TASK INSTRUCTIONS: List every line in the material below that contains the word "collar".
[start DATA FOR THIS TASK]
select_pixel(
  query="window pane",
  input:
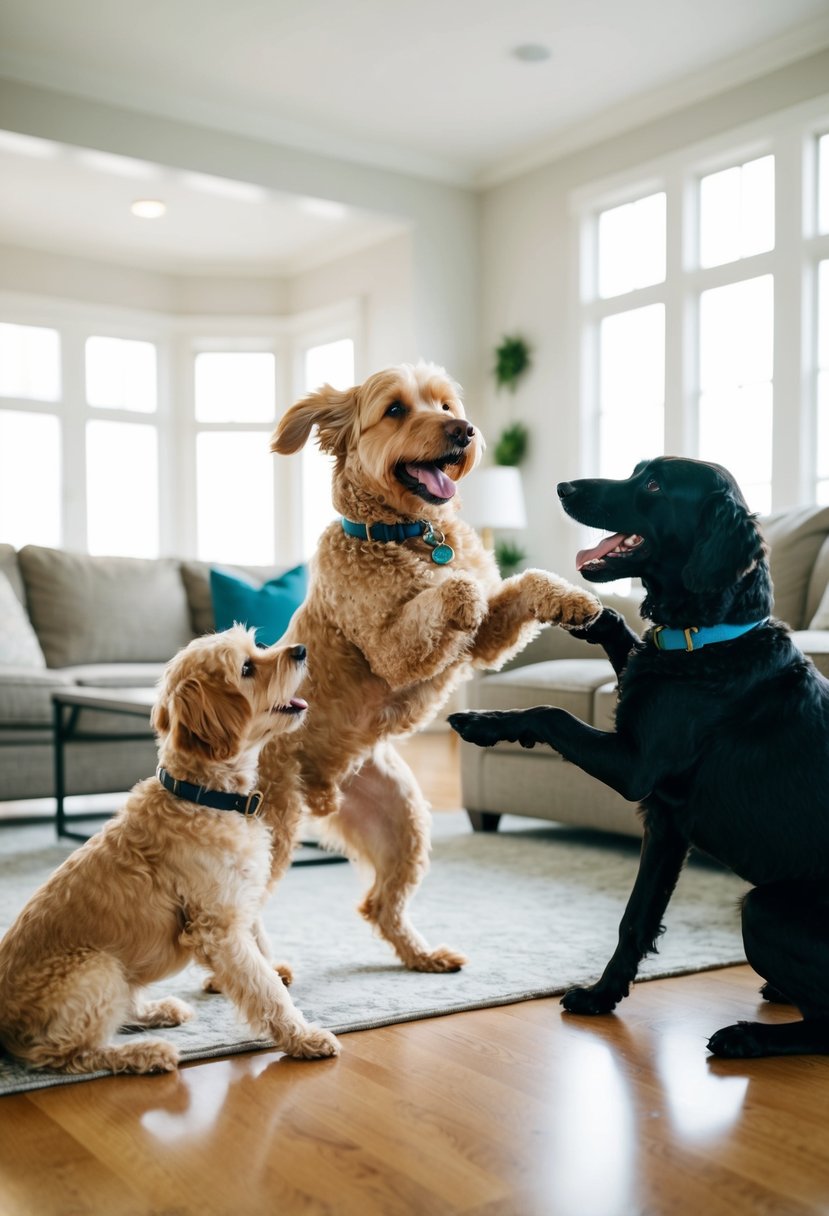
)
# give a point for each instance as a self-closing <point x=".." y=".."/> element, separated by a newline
<point x="120" y="375"/>
<point x="235" y="386"/>
<point x="328" y="364"/>
<point x="235" y="496"/>
<point x="122" y="489"/>
<point x="631" y="246"/>
<point x="631" y="388"/>
<point x="737" y="333"/>
<point x="737" y="212"/>
<point x="823" y="184"/>
<point x="737" y="330"/>
<point x="29" y="479"/>
<point x="29" y="362"/>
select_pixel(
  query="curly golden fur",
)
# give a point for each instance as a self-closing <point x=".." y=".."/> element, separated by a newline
<point x="390" y="631"/>
<point x="167" y="880"/>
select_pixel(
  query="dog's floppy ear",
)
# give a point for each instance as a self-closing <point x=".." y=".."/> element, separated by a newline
<point x="728" y="545"/>
<point x="207" y="718"/>
<point x="331" y="411"/>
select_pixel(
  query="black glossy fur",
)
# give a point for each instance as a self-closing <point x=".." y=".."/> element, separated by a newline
<point x="726" y="748"/>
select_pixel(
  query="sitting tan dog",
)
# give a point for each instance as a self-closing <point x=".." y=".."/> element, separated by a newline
<point x="181" y="872"/>
<point x="404" y="602"/>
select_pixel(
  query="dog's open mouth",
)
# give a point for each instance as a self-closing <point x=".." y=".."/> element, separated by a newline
<point x="619" y="545"/>
<point x="428" y="479"/>
<point x="295" y="705"/>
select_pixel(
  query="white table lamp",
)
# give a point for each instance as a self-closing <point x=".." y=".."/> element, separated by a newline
<point x="492" y="497"/>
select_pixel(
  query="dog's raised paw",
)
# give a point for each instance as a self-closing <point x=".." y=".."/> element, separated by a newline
<point x="441" y="960"/>
<point x="313" y="1043"/>
<point x="587" y="1001"/>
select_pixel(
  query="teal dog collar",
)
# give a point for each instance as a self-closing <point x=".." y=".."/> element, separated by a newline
<point x="441" y="553"/>
<point x="694" y="639"/>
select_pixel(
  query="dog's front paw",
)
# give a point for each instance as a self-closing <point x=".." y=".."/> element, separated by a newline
<point x="588" y="1001"/>
<point x="311" y="1043"/>
<point x="742" y="1041"/>
<point x="484" y="728"/>
<point x="464" y="603"/>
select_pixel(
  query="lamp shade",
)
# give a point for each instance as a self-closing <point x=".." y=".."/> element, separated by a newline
<point x="492" y="497"/>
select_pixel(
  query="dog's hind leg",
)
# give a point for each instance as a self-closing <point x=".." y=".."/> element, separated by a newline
<point x="785" y="938"/>
<point x="384" y="821"/>
<point x="88" y="1001"/>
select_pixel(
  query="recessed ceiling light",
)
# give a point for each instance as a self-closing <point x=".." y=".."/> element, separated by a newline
<point x="148" y="208"/>
<point x="531" y="52"/>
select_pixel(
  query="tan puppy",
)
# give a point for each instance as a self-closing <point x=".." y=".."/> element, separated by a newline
<point x="393" y="626"/>
<point x="167" y="879"/>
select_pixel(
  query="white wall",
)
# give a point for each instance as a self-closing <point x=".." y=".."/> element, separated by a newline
<point x="529" y="260"/>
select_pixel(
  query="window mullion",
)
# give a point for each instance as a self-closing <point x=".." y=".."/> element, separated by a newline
<point x="793" y="426"/>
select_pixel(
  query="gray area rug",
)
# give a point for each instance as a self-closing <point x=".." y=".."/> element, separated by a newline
<point x="534" y="907"/>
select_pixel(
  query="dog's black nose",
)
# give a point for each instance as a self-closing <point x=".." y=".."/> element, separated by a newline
<point x="460" y="432"/>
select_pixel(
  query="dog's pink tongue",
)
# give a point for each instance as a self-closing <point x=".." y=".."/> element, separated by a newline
<point x="435" y="480"/>
<point x="590" y="555"/>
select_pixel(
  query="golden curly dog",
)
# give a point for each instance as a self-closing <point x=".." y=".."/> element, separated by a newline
<point x="167" y="879"/>
<point x="394" y="620"/>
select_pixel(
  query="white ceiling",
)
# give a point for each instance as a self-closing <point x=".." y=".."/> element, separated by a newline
<point x="426" y="86"/>
<point x="77" y="201"/>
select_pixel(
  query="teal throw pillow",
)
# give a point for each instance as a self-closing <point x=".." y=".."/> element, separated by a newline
<point x="266" y="608"/>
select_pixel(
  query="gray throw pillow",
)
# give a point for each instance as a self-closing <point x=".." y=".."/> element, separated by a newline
<point x="18" y="642"/>
<point x="105" y="609"/>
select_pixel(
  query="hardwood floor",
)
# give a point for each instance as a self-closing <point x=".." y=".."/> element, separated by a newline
<point x="508" y="1112"/>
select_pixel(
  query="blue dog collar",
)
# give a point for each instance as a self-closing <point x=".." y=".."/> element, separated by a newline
<point x="384" y="533"/>
<point x="441" y="552"/>
<point x="694" y="639"/>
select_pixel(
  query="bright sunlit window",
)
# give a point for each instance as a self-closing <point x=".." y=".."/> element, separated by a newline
<point x="331" y="362"/>
<point x="632" y="388"/>
<point x="736" y="347"/>
<point x="631" y="246"/>
<point x="30" y="480"/>
<point x="29" y="362"/>
<point x="737" y="212"/>
<point x="235" y="386"/>
<point x="235" y="496"/>
<point x="823" y="384"/>
<point x="122" y="375"/>
<point x="122" y="489"/>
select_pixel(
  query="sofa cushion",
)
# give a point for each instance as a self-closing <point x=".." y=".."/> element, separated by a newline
<point x="266" y="608"/>
<point x="26" y="694"/>
<point x="795" y="538"/>
<point x="569" y="684"/>
<point x="116" y="675"/>
<point x="105" y="609"/>
<point x="18" y="642"/>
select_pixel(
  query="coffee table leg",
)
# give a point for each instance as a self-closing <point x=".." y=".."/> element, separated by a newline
[end DATA FOR THIS TASK]
RESPONSE TO THIS EXERCISE:
  query="teal dog collar",
  query="blue dog collar",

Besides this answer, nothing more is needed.